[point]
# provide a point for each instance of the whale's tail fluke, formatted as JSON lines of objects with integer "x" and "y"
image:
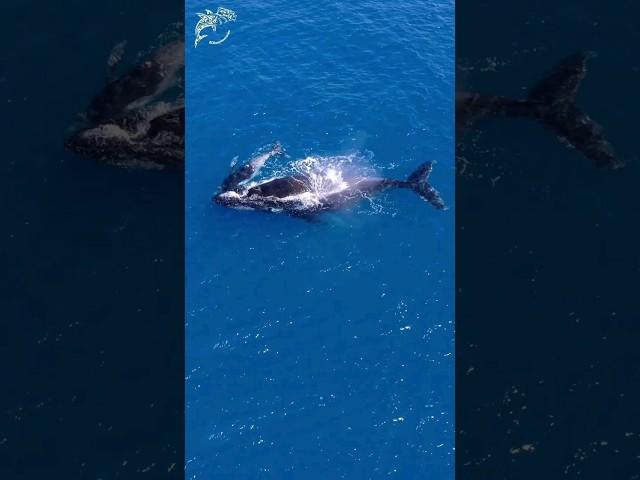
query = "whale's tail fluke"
{"x": 418, "y": 182}
{"x": 552, "y": 102}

________________

_Given instruction_: Reproduce all the records verbatim, excluding images.

_Answer to the task_:
[point]
# provide a point for each instance of the whale's tail fluke, formatted as JSON lines of objects with integer "x" and "y"
image:
query = "whale's tail fluke"
{"x": 418, "y": 182}
{"x": 552, "y": 102}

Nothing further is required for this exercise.